- Source extract:
────────

Barbey was decommissioned on 20 March 1992 and struck from the Navy list on 11 January 1995. She was disposed of through the Security Assistance Program, foreign military sale to Taiwan on 29 September 1999, where she served as ROCS Hwai Yang (FFG-937).

===In Taiwanese service===
In mid-2009, the Hwai Yang warship completed the "Wusanhua" project modification.

During Typhoon Nissa in 2017, the Lan Yang and Hwai yang, which were anchored at Keelung Port, were protected from damage by wind and waves with the assistance of the Republic of China Navy and Coast Guard officers and soldiers. However, the civilian ferry "Lina" anchored behind the two ships was unexpectedly damaged by the strong wind and waves, causing the ropes to break, drifting forward and colliding with the Hwai Yang and Lan Yang. The sterns of the two ships were damaged, the railings of the helicopter pad were broken, and the stern radar detection line was broken. After inspection and evaluation by the Republic of China Navy and Taiwan Shipbuilding, it will take at least two months to complete the repair, and the repair cost is about NT$1 million. The Republic of China Navy decided to claim compensation from the ferry company in accordance with the instructions of the Ministry of National Defense.

A naval version of the CS/MPQ-90 Bee Eye radar known as the "Sea Bee Eye" was installed aboard ROCN Hwai Yang (FFG-937) for testing with the TC-2N missile.

────────

- Source information:
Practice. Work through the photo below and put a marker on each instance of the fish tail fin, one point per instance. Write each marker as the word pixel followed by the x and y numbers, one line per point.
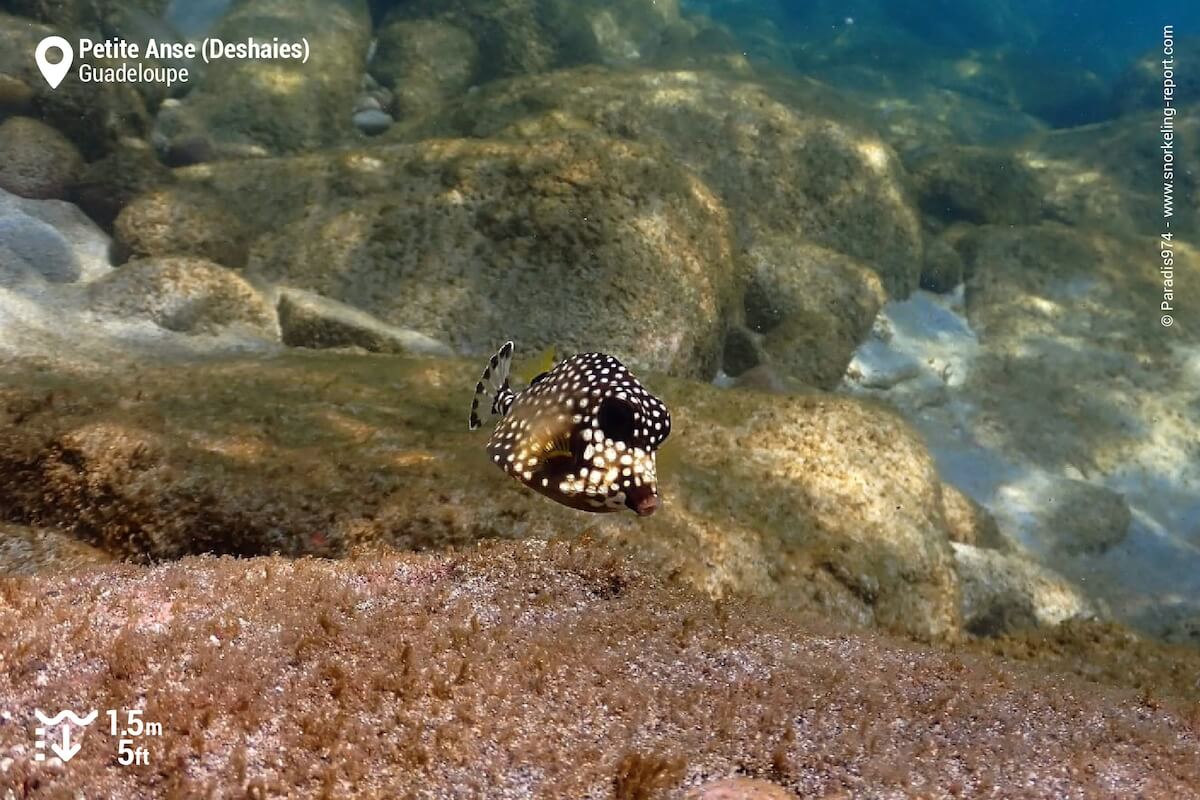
pixel 495 384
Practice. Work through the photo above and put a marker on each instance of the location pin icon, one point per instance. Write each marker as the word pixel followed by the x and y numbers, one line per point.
pixel 54 73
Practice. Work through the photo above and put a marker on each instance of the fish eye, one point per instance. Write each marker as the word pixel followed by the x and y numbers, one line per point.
pixel 616 419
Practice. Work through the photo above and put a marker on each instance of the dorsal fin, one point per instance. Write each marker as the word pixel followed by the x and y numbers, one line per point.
pixel 493 384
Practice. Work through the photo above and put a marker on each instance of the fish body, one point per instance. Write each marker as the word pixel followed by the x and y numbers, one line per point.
pixel 583 433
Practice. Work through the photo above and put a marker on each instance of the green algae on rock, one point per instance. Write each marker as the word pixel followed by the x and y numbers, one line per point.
pixel 259 107
pixel 522 669
pixel 561 242
pixel 36 161
pixel 183 294
pixel 779 169
pixel 810 501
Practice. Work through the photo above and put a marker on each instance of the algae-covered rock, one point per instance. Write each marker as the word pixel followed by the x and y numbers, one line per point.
pixel 783 170
pixel 574 242
pixel 180 222
pixel 981 185
pixel 424 62
pixel 942 269
pixel 810 501
pixel 1102 176
pixel 501 666
pixel 310 320
pixel 970 523
pixel 41 551
pixel 811 306
pixel 36 161
pixel 109 184
pixel 49 239
pixel 181 294
pixel 529 36
pixel 1005 593
pixel 262 106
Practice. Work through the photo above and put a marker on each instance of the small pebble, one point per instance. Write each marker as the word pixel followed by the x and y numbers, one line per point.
pixel 383 96
pixel 366 104
pixel 372 121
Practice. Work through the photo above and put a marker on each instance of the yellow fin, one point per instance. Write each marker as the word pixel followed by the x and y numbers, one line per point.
pixel 541 362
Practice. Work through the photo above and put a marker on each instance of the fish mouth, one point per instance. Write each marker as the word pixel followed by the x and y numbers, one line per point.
pixel 643 505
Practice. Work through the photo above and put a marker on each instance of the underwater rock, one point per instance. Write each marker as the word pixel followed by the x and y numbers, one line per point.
pixel 979 185
pixel 1102 176
pixel 36 161
pixel 813 501
pixel 94 116
pixel 30 247
pixel 531 36
pixel 41 551
pixel 942 270
pixel 970 523
pixel 108 185
pixel 1075 517
pixel 15 94
pixel 372 121
pixel 811 306
pixel 310 320
pixel 785 172
pixel 52 239
pixel 1005 593
pixel 265 107
pixel 179 222
pixel 468 241
pixel 425 62
pixel 741 788
pixel 186 295
pixel 499 666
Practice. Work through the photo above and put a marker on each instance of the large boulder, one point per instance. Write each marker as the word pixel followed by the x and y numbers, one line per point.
pixel 243 107
pixel 36 161
pixel 94 116
pixel 51 239
pixel 424 62
pixel 781 169
pixel 186 295
pixel 1104 176
pixel 810 501
pixel 809 307
pixel 573 242
pixel 529 36
pixel 525 669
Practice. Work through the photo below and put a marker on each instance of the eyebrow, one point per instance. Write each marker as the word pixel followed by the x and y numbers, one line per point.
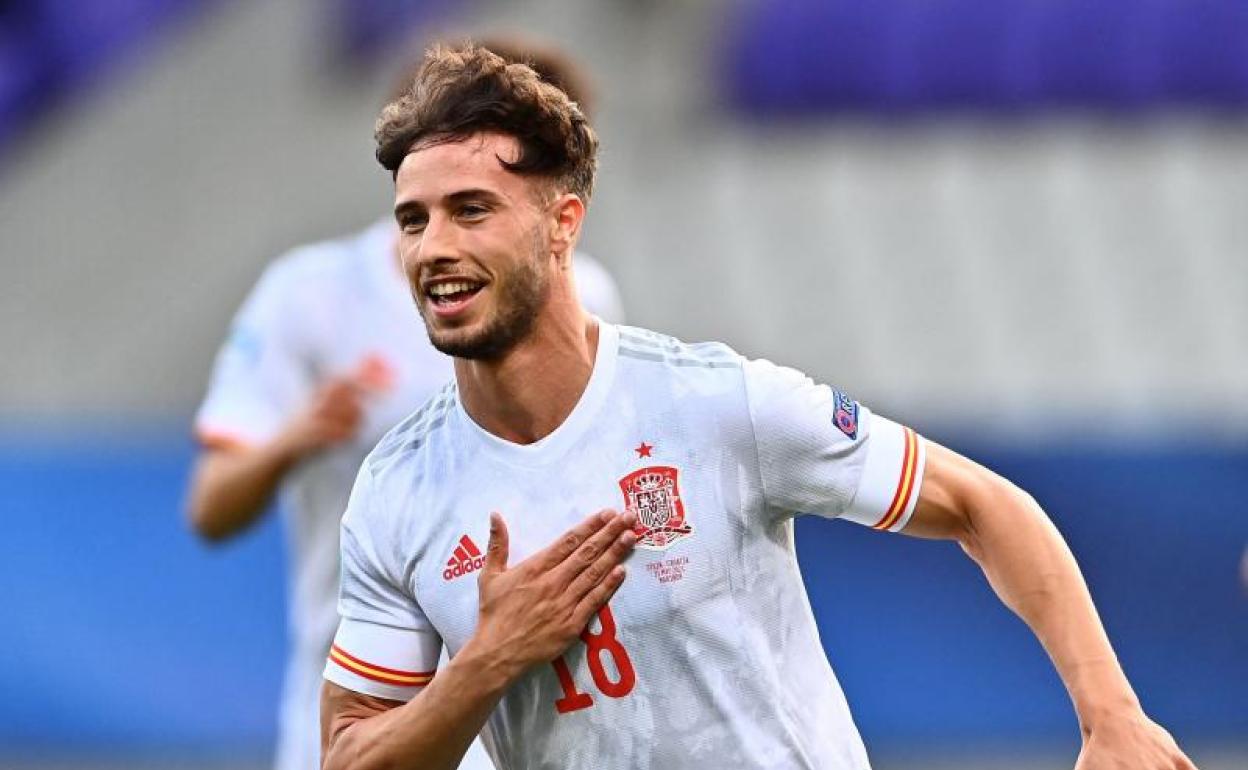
pixel 454 197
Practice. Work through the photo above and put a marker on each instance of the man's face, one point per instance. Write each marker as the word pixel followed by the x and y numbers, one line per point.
pixel 476 245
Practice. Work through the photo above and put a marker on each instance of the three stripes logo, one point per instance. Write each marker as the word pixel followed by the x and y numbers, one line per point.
pixel 467 558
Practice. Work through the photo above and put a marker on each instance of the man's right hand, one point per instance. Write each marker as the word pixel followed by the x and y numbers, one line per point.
pixel 531 613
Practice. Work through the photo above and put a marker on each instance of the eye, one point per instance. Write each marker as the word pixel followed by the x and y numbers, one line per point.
pixel 473 211
pixel 412 222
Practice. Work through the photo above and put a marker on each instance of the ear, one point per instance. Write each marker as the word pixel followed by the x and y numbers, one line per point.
pixel 567 212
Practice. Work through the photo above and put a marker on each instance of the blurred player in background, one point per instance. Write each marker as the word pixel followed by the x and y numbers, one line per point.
pixel 706 655
pixel 325 356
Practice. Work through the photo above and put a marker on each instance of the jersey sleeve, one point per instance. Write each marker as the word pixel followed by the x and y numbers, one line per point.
pixel 821 452
pixel 261 372
pixel 385 647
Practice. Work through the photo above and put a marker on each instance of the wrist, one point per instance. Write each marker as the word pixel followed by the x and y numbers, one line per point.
pixel 496 672
pixel 1102 693
pixel 290 447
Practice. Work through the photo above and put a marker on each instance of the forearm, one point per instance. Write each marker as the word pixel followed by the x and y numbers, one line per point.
pixel 232 487
pixel 432 731
pixel 1030 567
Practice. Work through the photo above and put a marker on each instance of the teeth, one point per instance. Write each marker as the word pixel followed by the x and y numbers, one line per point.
pixel 442 290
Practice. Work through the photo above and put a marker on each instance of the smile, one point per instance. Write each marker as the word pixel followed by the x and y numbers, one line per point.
pixel 449 297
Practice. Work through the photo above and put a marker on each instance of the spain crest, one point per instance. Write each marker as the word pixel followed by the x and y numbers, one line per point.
pixel 653 496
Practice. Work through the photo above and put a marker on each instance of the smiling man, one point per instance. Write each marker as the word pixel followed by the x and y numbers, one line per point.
pixel 706 655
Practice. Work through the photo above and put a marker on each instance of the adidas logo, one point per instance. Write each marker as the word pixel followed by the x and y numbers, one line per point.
pixel 466 559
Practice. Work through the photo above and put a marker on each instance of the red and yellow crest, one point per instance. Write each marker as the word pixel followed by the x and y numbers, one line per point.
pixel 653 496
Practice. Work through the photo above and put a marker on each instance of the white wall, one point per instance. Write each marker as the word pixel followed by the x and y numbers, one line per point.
pixel 999 276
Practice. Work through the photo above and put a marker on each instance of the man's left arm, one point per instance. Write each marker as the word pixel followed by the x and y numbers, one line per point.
pixel 1032 570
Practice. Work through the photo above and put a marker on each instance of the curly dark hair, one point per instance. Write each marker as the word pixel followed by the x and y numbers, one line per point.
pixel 466 89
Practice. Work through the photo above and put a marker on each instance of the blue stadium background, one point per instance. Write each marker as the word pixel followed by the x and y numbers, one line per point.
pixel 126 638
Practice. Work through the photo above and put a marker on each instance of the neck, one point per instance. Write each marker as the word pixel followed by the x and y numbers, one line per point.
pixel 532 389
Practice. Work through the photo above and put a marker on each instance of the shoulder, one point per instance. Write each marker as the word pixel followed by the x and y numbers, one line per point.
pixel 408 443
pixel 322 267
pixel 654 347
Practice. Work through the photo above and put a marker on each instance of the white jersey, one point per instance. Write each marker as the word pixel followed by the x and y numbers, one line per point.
pixel 708 655
pixel 330 308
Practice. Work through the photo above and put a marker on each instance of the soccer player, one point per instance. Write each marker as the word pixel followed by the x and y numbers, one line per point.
pixel 325 356
pixel 468 528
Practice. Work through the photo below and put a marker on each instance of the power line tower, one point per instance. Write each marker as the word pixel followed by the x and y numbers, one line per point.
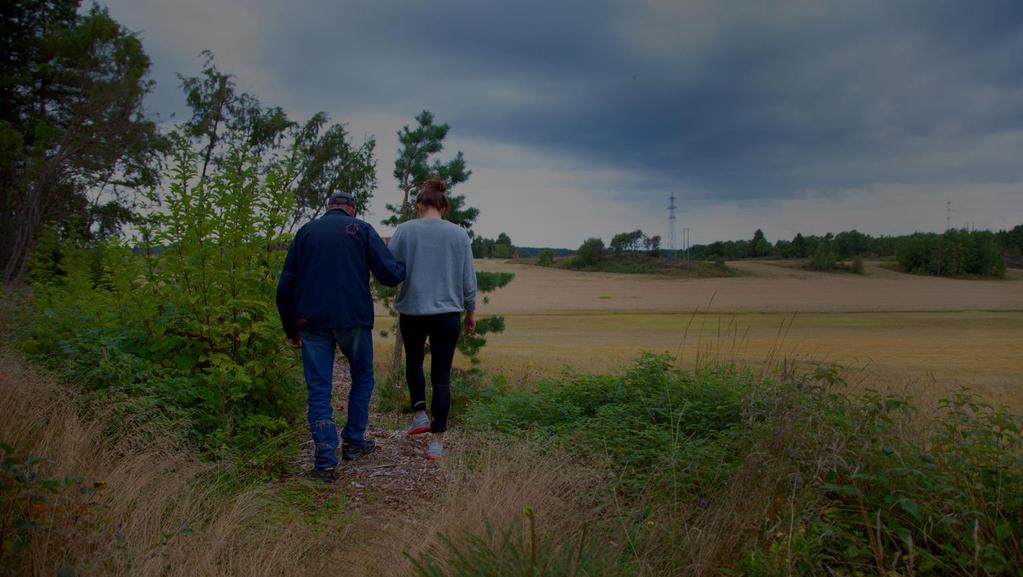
pixel 672 208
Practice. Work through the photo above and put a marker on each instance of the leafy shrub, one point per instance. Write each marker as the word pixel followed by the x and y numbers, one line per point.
pixel 824 258
pixel 545 258
pixel 184 325
pixel 34 505
pixel 590 253
pixel 857 265
pixel 955 253
pixel 649 420
pixel 790 475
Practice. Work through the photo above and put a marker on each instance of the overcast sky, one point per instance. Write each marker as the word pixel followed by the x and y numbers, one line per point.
pixel 579 118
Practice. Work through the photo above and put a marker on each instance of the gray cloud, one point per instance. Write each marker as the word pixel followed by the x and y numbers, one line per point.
pixel 721 101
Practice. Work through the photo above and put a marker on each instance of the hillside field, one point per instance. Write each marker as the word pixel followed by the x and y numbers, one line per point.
pixel 923 335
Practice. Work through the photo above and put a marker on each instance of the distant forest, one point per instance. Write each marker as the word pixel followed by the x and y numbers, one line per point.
pixel 953 253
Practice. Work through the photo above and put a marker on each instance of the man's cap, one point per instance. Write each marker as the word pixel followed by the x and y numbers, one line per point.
pixel 342 197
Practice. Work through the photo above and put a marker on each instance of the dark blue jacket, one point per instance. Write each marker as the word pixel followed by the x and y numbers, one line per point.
pixel 325 279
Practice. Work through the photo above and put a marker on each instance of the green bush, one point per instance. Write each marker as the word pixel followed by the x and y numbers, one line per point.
pixel 824 258
pixel 957 253
pixel 857 265
pixel 841 484
pixel 182 328
pixel 546 258
pixel 590 253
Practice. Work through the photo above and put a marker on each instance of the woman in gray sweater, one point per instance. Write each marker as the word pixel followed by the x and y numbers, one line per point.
pixel 440 284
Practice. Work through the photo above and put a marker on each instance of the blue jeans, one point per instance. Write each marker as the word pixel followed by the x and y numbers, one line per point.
pixel 317 363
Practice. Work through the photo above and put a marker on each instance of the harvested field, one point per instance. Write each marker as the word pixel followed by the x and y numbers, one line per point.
pixel 764 286
pixel 923 335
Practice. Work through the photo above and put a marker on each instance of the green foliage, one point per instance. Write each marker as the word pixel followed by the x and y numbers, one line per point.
pixel 955 253
pixel 759 247
pixel 650 422
pixel 590 253
pixel 413 167
pixel 502 252
pixel 72 123
pixel 509 553
pixel 35 505
pixel 546 258
pixel 226 122
pixel 184 327
pixel 857 265
pixel 842 484
pixel 470 345
pixel 626 241
pixel 824 257
pixel 493 249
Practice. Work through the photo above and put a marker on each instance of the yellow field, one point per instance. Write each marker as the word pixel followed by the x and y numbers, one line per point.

────────

- Work to be completed: Please give the estimated repair cost, according to the Barbey text, for the damage from the ferry collision during Typhoon Nissa.

- Your solution: About NT$1 million.